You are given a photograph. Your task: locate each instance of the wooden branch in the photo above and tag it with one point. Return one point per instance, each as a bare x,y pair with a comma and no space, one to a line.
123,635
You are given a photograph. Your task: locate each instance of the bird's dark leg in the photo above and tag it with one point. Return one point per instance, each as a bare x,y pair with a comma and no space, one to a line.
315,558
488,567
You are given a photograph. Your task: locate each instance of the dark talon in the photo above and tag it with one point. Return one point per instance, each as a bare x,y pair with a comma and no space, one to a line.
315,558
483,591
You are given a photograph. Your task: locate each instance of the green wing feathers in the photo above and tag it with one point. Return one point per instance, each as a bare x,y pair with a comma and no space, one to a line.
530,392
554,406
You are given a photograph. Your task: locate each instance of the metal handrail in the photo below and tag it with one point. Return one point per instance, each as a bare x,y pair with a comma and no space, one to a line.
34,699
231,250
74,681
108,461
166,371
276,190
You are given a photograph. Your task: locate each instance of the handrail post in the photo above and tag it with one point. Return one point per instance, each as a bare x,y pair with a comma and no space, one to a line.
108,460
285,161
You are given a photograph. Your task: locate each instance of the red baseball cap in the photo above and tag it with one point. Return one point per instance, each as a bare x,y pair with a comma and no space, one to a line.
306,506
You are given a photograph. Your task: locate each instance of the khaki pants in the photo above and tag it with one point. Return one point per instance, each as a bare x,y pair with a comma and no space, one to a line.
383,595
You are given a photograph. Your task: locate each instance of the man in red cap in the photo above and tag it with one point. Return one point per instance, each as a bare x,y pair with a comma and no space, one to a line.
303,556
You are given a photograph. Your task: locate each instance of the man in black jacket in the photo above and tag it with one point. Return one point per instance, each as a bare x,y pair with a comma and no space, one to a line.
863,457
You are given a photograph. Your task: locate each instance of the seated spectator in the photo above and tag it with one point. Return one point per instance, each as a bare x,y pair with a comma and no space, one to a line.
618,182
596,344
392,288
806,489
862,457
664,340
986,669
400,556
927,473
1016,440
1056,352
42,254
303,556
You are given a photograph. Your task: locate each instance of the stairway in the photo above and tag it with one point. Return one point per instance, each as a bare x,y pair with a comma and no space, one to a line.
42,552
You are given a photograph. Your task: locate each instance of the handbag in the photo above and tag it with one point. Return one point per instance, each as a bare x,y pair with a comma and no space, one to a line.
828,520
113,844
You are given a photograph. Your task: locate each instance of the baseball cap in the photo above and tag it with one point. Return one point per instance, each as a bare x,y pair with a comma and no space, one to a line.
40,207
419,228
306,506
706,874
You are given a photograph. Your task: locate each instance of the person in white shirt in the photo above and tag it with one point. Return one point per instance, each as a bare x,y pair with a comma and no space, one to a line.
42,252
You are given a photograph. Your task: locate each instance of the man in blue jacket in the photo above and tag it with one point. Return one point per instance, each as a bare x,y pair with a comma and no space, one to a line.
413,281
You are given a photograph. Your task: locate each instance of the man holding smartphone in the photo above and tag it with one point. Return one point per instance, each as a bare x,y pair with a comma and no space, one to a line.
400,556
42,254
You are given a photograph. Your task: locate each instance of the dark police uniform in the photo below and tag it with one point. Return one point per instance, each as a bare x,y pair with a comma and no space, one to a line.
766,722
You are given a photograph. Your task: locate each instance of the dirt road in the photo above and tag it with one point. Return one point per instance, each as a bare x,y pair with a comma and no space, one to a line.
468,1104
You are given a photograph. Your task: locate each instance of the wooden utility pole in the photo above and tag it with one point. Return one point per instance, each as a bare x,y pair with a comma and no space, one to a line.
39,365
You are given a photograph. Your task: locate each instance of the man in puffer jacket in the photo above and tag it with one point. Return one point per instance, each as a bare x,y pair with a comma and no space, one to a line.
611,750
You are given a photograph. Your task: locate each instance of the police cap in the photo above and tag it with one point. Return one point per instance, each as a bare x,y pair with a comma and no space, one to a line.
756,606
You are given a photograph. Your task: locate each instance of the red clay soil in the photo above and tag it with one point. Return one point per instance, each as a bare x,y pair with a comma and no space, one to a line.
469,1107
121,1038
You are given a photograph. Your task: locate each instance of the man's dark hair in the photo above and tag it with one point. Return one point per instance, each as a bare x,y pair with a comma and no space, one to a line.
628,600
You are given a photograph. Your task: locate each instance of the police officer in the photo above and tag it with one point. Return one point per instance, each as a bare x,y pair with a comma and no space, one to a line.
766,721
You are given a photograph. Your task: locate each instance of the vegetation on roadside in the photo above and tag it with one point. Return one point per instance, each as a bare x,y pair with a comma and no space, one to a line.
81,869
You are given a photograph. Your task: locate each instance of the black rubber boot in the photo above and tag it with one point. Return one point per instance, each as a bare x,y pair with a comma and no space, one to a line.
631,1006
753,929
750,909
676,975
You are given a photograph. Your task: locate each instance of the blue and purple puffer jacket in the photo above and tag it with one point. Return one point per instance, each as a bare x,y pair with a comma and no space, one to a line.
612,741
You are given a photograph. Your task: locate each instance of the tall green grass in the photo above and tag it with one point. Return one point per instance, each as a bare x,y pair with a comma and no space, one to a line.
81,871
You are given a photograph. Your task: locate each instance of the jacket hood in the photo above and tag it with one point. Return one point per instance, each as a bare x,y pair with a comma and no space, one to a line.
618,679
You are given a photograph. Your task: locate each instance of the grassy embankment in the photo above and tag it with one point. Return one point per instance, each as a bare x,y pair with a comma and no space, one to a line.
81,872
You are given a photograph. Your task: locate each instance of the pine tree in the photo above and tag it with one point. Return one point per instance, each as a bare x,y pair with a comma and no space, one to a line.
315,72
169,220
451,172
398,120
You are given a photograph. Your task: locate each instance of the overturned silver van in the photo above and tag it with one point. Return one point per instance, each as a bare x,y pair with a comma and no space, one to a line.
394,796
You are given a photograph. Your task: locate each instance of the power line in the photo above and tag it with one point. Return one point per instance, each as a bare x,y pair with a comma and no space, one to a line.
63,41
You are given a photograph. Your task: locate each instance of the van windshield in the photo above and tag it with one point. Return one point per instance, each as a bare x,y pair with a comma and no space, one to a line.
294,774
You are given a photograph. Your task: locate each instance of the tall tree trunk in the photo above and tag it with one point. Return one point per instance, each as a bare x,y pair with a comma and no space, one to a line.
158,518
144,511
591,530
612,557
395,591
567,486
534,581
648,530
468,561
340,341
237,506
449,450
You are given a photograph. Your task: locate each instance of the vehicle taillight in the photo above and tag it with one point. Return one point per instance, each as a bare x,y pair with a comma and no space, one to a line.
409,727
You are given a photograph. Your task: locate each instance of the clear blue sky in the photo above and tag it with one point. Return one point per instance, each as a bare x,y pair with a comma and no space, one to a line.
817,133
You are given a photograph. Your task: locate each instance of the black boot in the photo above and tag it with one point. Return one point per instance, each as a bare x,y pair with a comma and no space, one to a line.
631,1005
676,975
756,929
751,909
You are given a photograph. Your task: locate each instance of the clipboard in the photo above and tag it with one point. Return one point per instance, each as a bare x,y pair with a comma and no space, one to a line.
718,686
____
◆ **PROBLEM TO WORK ON**:
Repeat the lines above exactly.

◆ **EXERCISE RESULT**:
You are given a photograph. Your task: locate each instance of the wooden branch in the photo above and tag it with one point. Return one point per instance, each as a bare x,y pair with a comma and no space, one to a line.
123,635
You are given a photograph. Your task: locate each instance of the bird's dark leg in the photo above and tag it with one point. Return one point per instance, each as a bare x,y pair with a comma and no space, one to a line.
315,558
488,567
You are given a photograph. Your task: locate each instance of the dark talon in the photo above and tag it with one point. Return one point per instance, each as a bare x,y pair with a comma and no space, one to a line.
315,558
483,591
You are given a photograph. Your task: locate each instance of the green wing feathers in the photo above and tag it with one point. Return one point per instance, each as a bare x,y pair with a comma and no space, one to a line.
530,392
554,406
You are given a photograph. Your task: locate each instance of the metal handrail in the photo below and tag it with one point. Return one point per instance, each as a bare x,y pair with a comma and no space, one to a line.
34,699
231,250
74,681
108,461
166,371
276,190
You are given a photograph. Your task: locate each instance of the handrail post in the photo above and tag it with one point. Return one point per instance, each as a bare x,y pair with a comma and no space, one to a line.
108,460
285,161
You are given a photograph. Your task: locate each instance of the red baseball cap in the photo above and tag it with one point. Return one point per instance, each as a bare x,y pair with a comma and no space, one to a line.
306,506
You are given a photograph. Your task: locate each instance of the khaki pants in the photo above and tag it with one point. Return one point per instance, each as a bare x,y pair with a comma and no space, one to a line.
383,595
You are given a photograph. Your task: locate each instance of the man in red cap in the photo above and tag it with one point. Return one point per instance, each as a bare x,y pair with a comma and no space, one to a line.
303,556
You are given a photograph. Your task: locate each instance of the man in black jacket in the photo above and tag it with one point. Return one point per instance, each as a bare x,y pair with a comma and no space, one to a line.
863,457
You are given a photograph. Your task: locate each instance of the seated spectator in the photo above and tag it with one point. Return one point per instance, each as a bare x,y pair with a comma and no space, one to a line.
618,182
596,344
392,288
806,489
862,457
664,340
986,669
400,556
927,473
1016,440
1056,352
42,254
303,556
You are given a photograph. Your task: locate each instance of the stairway in the photo above and tag it with one point. Return one point per instance, each as a bare x,y pair with a comma and no space, one to a line.
42,552
You are given a photograph. Your task: locate each instance of the handbag in the photo above and tag it with one point. Return one point per instance, each as a bare x,y pair with a comma and no space, one to a line.
828,520
113,844
You are given a photograph. Your task: locate each instance of the baseball cap in the photo above and tag it with one point. Return one point per instance, each as a bare x,y pair with a comma and no space, one to a line.
40,207
419,228
306,506
706,874
You are given a photograph. Your task: locate each instance of the person in white shirt in the photo above and tag it with one point. Return one point per instance, each as a bare x,y pair with a comma and no space, one to a line.
42,252
You are given a photograph. Your task: locate each instance of the man in blue jacket in the photo above and tag it with one point. Return one point per instance, each as a bare x,y pair with a comma and no space, one to a line.
413,281
You are given a photograph. Your task: locate each instance of the man holding smartphone in the photo above and tag it with one point. Return one point per instance, each as a bare x,y pair with a comma and no space, one to a line.
400,556
42,254
You are given a photograph. Your task: locate each instance of the dark police uniform in the photo below and tag it with one point. Return one point per instance, each as a bare x,y pair with a comma and no space, one to a line.
766,722
You are given a photograph. Your task: locate each instance of the dirt road in the photo above and tag it with one point. Return one point per instance, each as a bare x,y pair with a comma and no space, one to a line.
468,1104
You are given a photograph. Your task: locate each instance of the wooden utility pole in the photo above and tag it with one point. Return one point per instance, each as a bare x,y pair with a comma and no space, one to a line.
39,365
You are given a photograph. Your task: locate each instance of the man in puffer jacket in the photo above and tag it with one point. Return one point per instance, each as a bare x,y pair with a comma and no space, one to a line.
611,750
You are given a photograph. Your task: locate each instance of the police cap in the photo above and tag it with one point. Return one point per instance, each as a bare x,y pair with a comma and no space, one to a line.
756,606
You are given a photograph. Your task: locate each instance of the red clay soil in the photo above and tag it with one point. Return one point per instance, each as a bare x,y pair with a comma and no space, one to a line.
469,1107
121,1038
You are given a photograph. Your task: locate each instance of the man's dark hair in the photo above and tag it with one point. Return one point per instance, each as a bare x,y pair with a comma and no space, one to a line.
628,600
You are given a photograph. Your task: locate each instance of the police officer in the photo above and tag it with one point. Return one point per instance, each as a bare x,y pair with a comma and no space, one to a line.
766,721
You are given a photograph. Your task: locate each instance of the vegetation on roadside in the photo above and tag it with one point. Return one point per instance, each as a bare x,y pair with a comma and no space, one to a line.
81,869
You are given a photograph. Your task: locate each instance of the black rubber boot in the photo above and tag it with one point. Return one point per instance, each as a bare x,y pair with a comma and no space, one to a line.
631,1006
753,929
750,909
676,975
You are given a photograph. Your task: locate each instance of the blue and purple puffer jacket in the photo above and tag it with one point. Return one point per instance, each as a bare x,y pair with a comma and no space, one to a line.
612,741
You are given a photograph. Your task: locate each instance of the tall green grass in the photo above and tag it with one point. Return one point per instance, each as a bare x,y pair with a comma and no space, one to a line.
81,871
You are given a photograph. Your task: locate each instance of the jacket hood in the photo above and tag it with one point. Return one point per instance, each as a bare x,y pair with a comma and no space, one to a line.
618,679
You are given a photograph. Your task: locate each instance of the grassy embankment in the photo above and tag it with one point. Return one point per instance, each as a bare x,y pair with a comma and no space, one to a line.
81,872
You are given a photograph. Your task: locate each instance of the pine tree in the photo above and tag it with one point. Return one point per instance, each as a bare x,y pair with a comma and no space, one to a line.
315,72
169,220
451,172
398,120
You are given a photograph. Your task: locate each instance of the overturned silver van in the photo above and tag it with one point. Return one point per instance, each as a bare x,y pair with a comma and no space, one to a line.
394,796
You are given a photograph. Your task: locate each instance of the power line in the photo above and tag it with one point. Return one point per instance, each as a bare x,y pair with a comma and no space, one to a line.
63,41
You are given a photograph. Your task: locate each instance of the van windshield in the photo above and tag it with one point. Return one point per instance, each as a bare x,y pair with a comma and no space, one to a line.
294,774
You are given a photograph. Your task: locate each instance of the tall tree trunk in the photo above and tag it with one point. Return one point per instance, each as a bare x,y pair with a comma and no space, one to a line.
158,518
144,511
591,530
612,557
395,591
567,486
534,581
648,530
468,561
340,341
237,506
449,450
You are given a photograph. Your task: locate each instance of the vehicle taillight in the photo above and tag it with one point. Return one point per instance, each as a bare x,y pair with a comma and no space, one to a line.
409,727
You are given a photograph. Your task: locate each instance of the clear blue sky in the photo above and tag it with one point. Return one point per instance, each as a bare x,y pair with a comma and no space, one to a line.
817,133
You are given a photograph. Your task: locate each instance of the black boot in the photo above and tag it with one point. Return one point per instance, each as a bare x,y pair with a comma and no space, one to a line.
631,1005
676,975
756,929
751,909
You are given a photograph. Your task: locate each instance of the clipboard in the photo above and tag it with one point. Return one point per instance, each as a bare x,y pair with a comma and no space, one to a line.
718,686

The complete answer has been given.